Now British Prime Minister Boris Johnson has won his mandate for Brexit in the UK general election – What next?
It is still sweet honeymoon season for Johnson and who can begrudge him? He has won the most decisive victory for his ruling Conservative Party in 32 years since its mythical Golden Age under Iron Lady Margaret Thatcher herself.
The opposition Labour Party, which for the past three years appeared to be within a short breath of taking power under its most radical leader ever Jeremy Corbyn has instead been annihilated in its most invulnerable strongholds in the North, Wales and the Midlands and reduced to its lowest standing since 1935.
At a tactical political level, Johnson has performed brilliantly. He has annihilated the UK Independence Party and reduced its previously formidable leader Nigel Farage to an asterisk.
Farage made the fatal and irredeemable mistake of agreeing to stand down his party candidates across the country to allow a united front against Corbyn and Labour. Now his party is nonexistent in parliament.
Johnson has taken the popular Brexit “Leave the European Union” issue away from Farage firmly and forever. There is nowhere left for him to go except oblivion.
Johnson has been equally brilliant, decisive and demanding in establishing firm control of his own ruling Conservatives. He has singlehandedly reversed its dismal dynamic of decline going back nearly 30 years to when Thatcher was toppled in an internal party coup in 1990.
Johnson has established a potential new heartland for a more nationalist, government-intervention-leaning party in the Midlands and North, taking a winning leaf out of his friend US President Donald Trump’s winning political playbook in the United States.
Johnson has also axed the last “old empire” free market romantics – David Davis, and Liam Fox – who held senior positions under his predecessor, hapless flailing Theresa May. In three years, they failed to land a single worthwhile trade deal with any nation whatsoever, a record of failure and incompetence remarkable even for May’s Cabinet.

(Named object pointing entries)
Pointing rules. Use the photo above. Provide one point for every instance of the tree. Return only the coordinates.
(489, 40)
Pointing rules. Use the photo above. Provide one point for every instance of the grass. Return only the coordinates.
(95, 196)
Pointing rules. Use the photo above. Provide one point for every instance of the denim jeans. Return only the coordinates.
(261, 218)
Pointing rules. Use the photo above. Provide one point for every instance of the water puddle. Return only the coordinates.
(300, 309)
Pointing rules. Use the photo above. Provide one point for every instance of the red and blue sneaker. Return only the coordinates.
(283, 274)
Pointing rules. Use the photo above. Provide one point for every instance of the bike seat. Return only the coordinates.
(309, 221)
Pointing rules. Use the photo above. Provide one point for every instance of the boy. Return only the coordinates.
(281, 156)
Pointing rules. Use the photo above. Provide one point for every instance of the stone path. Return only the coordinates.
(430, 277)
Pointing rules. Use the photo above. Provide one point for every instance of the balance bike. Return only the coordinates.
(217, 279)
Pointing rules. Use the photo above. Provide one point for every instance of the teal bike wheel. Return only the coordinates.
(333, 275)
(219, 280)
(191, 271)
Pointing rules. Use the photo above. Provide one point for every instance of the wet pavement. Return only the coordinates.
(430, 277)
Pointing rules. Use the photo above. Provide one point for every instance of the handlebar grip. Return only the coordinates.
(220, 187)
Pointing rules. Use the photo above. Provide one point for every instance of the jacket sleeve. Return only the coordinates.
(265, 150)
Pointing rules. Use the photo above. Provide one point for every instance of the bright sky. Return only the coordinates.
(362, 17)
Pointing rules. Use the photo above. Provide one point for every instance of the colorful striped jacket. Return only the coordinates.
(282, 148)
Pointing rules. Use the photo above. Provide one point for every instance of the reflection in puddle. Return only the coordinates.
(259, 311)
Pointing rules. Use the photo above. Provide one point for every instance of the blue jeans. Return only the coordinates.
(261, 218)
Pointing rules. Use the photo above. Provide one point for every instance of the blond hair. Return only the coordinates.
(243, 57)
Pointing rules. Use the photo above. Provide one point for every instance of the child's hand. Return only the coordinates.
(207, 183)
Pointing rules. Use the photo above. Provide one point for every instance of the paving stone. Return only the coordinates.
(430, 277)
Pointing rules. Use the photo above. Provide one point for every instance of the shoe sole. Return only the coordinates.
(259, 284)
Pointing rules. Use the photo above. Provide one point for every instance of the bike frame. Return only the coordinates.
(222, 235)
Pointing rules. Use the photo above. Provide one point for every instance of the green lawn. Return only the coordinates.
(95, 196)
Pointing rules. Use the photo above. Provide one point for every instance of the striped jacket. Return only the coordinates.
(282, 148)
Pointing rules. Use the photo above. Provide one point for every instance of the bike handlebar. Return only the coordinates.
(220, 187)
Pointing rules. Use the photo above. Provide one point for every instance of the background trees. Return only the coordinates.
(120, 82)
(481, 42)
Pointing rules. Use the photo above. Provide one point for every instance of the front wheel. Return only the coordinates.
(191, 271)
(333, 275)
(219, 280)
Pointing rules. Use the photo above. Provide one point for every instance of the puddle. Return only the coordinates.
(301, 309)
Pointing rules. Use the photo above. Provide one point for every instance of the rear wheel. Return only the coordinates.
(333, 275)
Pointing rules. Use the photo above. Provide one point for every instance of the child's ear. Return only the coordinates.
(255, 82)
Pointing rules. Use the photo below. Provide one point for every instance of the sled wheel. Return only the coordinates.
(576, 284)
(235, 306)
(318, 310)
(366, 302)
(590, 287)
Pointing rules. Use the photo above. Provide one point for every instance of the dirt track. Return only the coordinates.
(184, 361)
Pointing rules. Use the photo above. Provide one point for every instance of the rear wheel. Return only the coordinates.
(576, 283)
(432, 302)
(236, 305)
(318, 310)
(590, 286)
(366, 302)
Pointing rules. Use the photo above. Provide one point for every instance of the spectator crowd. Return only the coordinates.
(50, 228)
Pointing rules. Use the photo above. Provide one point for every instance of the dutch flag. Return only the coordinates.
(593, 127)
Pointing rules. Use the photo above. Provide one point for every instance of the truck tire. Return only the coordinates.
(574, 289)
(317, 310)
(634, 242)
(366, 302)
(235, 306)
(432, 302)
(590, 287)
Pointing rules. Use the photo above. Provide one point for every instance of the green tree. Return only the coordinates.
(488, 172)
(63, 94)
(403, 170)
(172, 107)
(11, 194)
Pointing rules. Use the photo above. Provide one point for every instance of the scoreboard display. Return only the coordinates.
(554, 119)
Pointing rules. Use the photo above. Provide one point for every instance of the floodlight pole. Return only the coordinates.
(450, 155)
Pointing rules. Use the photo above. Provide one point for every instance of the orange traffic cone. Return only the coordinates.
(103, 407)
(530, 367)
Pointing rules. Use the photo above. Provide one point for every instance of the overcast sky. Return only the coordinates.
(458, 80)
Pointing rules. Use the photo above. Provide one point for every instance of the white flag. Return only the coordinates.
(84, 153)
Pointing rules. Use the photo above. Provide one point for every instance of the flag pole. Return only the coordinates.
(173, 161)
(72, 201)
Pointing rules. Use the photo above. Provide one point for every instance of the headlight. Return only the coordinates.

YOUR TASKS:
(a) According to the Brexit election commentary, why does Nigel Farage's party now have no presence in parliament?
(b) Could you print the part of the Brexit election commentary that opens with the words containing "The opposition Labour" and closes with "to an asterisk."?

SOLUTIONS TO EACH TASK:
(a) Farage agreed to stand down his party's candidates across the country so there would be a united front against Corbyn and Labour. The commentary calls this a fatal and irredeemable mistake that left his party nonexistent in parliament.

(b)
The opposition Labour Party, which for the past three years appeared to be within a short breath of taking power under its most radical leader ever Jeremy Corbyn has instead been annihilated in its most invulnerable strongholds in the North, Wales and the Midlands and reduced to its lowest standing since 1935.
At a tactical political level, Johnson has performed brilliantly. He has annihilated the UK Independence Party and reduced its previously formidable leader Nigel Farage to an asterisk.